Dataset entries
-*-*-
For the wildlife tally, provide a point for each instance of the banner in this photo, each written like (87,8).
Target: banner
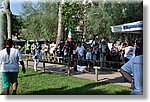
(128,27)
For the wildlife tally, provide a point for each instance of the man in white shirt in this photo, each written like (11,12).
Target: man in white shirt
(9,58)
(133,72)
(80,52)
(52,48)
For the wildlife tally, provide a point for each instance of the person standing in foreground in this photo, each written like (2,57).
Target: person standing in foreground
(9,58)
(133,72)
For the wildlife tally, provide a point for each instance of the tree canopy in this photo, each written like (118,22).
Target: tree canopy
(41,20)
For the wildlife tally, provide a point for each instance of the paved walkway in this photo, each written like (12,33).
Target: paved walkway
(108,76)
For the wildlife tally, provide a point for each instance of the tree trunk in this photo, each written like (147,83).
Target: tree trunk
(8,14)
(59,34)
(2,29)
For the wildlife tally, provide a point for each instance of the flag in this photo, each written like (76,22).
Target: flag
(69,35)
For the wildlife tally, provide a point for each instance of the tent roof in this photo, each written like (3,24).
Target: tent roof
(133,27)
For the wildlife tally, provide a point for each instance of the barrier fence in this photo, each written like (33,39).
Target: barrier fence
(68,61)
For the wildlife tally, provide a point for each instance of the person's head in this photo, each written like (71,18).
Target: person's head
(9,43)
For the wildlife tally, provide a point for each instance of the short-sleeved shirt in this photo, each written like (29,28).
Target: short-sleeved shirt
(135,67)
(80,50)
(9,63)
(129,52)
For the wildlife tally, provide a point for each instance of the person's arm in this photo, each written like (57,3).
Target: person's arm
(21,61)
(23,67)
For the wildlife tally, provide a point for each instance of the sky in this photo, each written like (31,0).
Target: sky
(16,5)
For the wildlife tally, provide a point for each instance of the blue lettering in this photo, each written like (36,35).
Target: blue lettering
(133,26)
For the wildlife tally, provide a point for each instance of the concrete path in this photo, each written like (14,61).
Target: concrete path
(107,76)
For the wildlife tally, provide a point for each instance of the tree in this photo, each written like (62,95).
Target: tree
(8,14)
(40,20)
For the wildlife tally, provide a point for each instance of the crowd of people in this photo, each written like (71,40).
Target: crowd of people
(80,55)
(83,53)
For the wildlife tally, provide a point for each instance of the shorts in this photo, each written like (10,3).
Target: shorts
(9,78)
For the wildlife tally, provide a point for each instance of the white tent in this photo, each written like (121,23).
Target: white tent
(128,27)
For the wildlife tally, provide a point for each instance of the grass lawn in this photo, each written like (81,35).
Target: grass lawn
(39,83)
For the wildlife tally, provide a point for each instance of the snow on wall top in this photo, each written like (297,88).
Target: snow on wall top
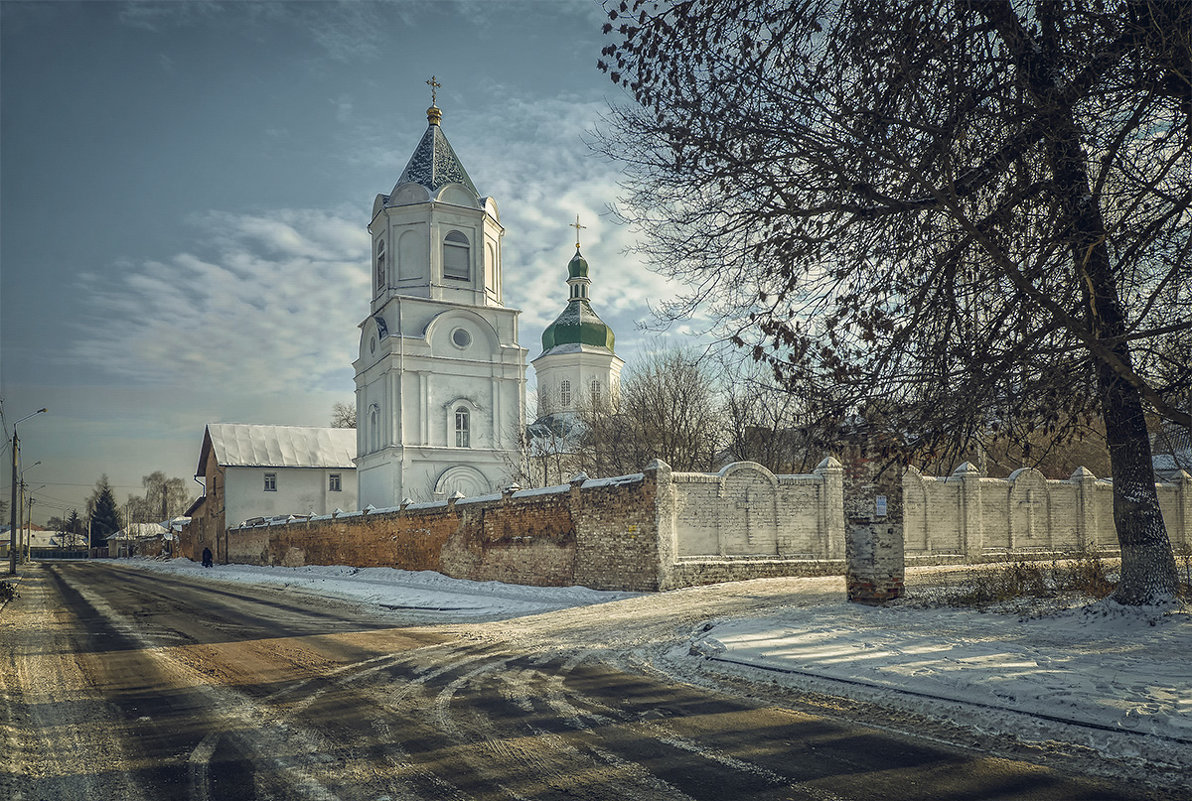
(237,445)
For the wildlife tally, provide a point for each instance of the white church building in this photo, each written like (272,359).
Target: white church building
(440,374)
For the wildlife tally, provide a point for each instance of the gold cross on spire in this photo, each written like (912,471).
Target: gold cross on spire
(578,228)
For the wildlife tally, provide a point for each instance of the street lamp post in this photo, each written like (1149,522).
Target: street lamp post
(12,505)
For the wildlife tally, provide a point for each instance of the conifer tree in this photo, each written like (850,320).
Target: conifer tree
(105,519)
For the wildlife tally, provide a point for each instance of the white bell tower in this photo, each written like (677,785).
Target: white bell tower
(440,376)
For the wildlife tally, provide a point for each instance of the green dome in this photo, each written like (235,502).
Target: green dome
(578,326)
(578,266)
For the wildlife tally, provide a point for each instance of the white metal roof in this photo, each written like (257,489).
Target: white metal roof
(237,445)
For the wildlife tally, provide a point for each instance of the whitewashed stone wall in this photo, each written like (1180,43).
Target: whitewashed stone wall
(745,510)
(969,515)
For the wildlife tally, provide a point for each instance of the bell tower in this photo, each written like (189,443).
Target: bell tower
(440,376)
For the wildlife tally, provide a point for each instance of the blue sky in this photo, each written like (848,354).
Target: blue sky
(185,192)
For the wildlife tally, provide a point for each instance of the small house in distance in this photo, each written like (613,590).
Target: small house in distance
(264,471)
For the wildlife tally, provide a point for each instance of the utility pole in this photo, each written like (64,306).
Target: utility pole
(12,508)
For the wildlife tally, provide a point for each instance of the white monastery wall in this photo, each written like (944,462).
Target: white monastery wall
(968,515)
(745,510)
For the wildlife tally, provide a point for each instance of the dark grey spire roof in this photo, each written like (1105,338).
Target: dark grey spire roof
(434,163)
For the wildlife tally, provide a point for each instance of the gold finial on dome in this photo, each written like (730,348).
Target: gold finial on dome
(434,113)
(578,228)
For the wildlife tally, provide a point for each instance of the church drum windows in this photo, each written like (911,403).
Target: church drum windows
(373,427)
(380,265)
(463,428)
(457,256)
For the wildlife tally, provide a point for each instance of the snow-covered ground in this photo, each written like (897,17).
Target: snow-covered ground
(1111,680)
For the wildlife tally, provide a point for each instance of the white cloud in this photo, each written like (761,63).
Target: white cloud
(272,309)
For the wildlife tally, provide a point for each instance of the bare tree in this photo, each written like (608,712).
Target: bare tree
(163,498)
(972,215)
(765,422)
(666,408)
(343,415)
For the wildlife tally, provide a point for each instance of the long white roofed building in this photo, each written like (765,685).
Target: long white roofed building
(260,471)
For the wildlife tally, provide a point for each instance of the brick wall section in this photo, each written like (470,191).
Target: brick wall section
(616,531)
(875,567)
(625,533)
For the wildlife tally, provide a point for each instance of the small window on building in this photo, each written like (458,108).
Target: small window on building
(463,428)
(380,265)
(457,256)
(374,427)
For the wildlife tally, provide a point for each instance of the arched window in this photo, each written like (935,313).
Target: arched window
(457,256)
(463,428)
(380,265)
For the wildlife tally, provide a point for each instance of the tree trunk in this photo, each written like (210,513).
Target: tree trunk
(1148,564)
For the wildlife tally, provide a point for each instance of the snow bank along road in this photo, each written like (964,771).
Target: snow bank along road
(126,684)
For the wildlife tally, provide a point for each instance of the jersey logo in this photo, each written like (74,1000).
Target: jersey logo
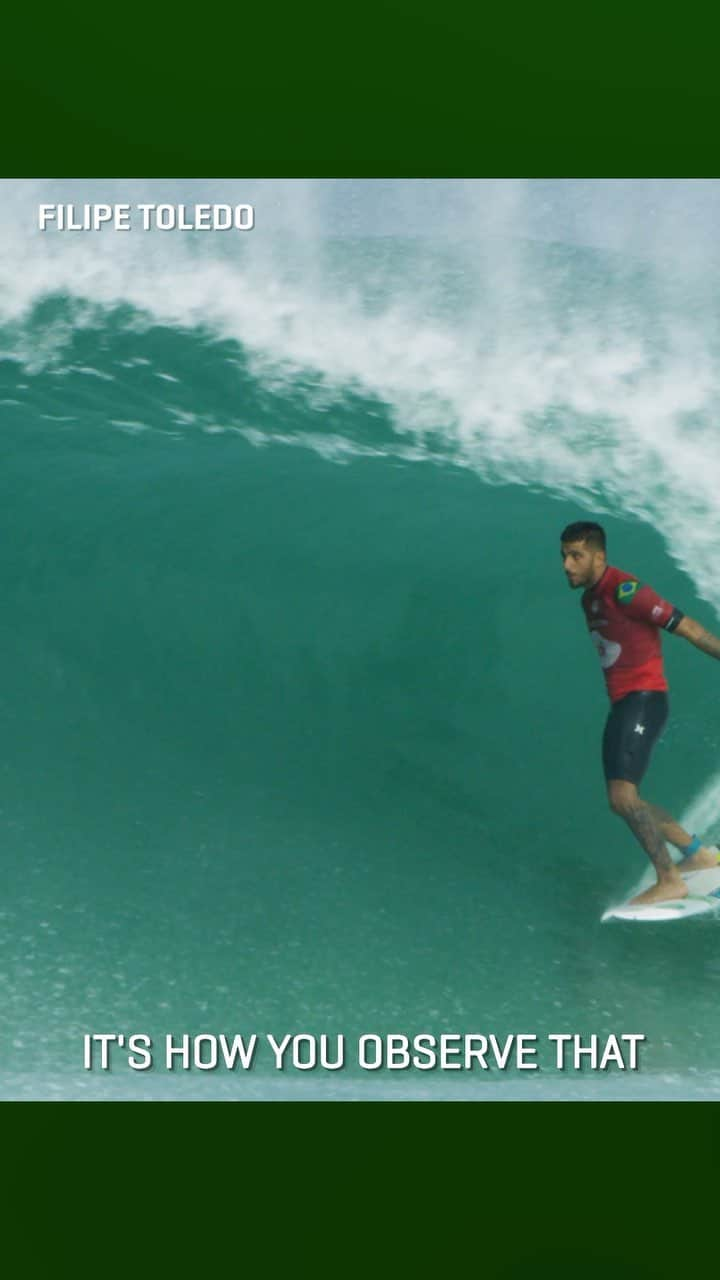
(625,592)
(607,650)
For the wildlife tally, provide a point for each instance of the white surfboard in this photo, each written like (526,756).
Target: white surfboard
(703,897)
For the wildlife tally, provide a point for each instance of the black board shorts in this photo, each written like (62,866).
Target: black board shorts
(633,727)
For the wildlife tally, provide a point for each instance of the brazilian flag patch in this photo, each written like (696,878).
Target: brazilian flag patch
(625,592)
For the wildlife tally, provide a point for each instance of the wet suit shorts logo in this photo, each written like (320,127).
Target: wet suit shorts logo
(633,727)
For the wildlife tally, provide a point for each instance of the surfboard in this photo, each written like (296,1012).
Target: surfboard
(703,897)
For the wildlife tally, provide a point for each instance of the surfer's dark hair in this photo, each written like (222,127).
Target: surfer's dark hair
(584,531)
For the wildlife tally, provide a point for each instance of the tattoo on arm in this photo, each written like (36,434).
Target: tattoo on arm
(706,641)
(697,635)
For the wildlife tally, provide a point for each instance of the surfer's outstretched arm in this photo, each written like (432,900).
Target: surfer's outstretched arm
(697,635)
-*-*-
TASK STATEMENT: The first line of the entries, the line containing "written like (71,18).", and every line between them are to be output exactly; pictures are not.

SOLUTION FOR THIS TASK:
For the wildlife tally, provide a point for each instance of the banner in this photo, each written like (87,8).
Target: banner
(128,27)
For the wildlife tally, provide a point for each instance of the man in white shirt in this photo, each written like (11,12).
Target: man in white shirt
(9,58)
(133,72)
(80,52)
(52,48)
For the wildlife tally, provide a point for each instance of the person standing in foreground in this photo, each written like (2,57).
Target: person standing in foreground
(9,58)
(133,72)
For the wildlife tally, provide a point for each instance of the tree canopy in this photo, each written like (118,22).
Target: tree canopy
(41,20)
For the wildlife tally, provide a point for each instance of the paved walkway in this photo, each written like (12,33).
Target: paved walkway
(108,76)
For the wildlife tally, provide a point for each instance of the tree trunk in this photo, each written like (147,83).
Target: tree trunk
(8,14)
(59,34)
(2,29)
For the wildlife tally, provide a point for each instance of the flag in this photo, each written like (76,22).
Target: flag
(69,35)
For the wildlife tally, provide a point for each instance of the tent roof in this photo, each written like (3,24).
Target: tent roof
(133,27)
For the wildlife tally, provide a point for each instance of the barrier fence in this photo, each written like (33,39).
Target: barrier fence
(68,61)
For the wildlife tally, provide a point for each instance of the person's head in this photo, each written like (71,18).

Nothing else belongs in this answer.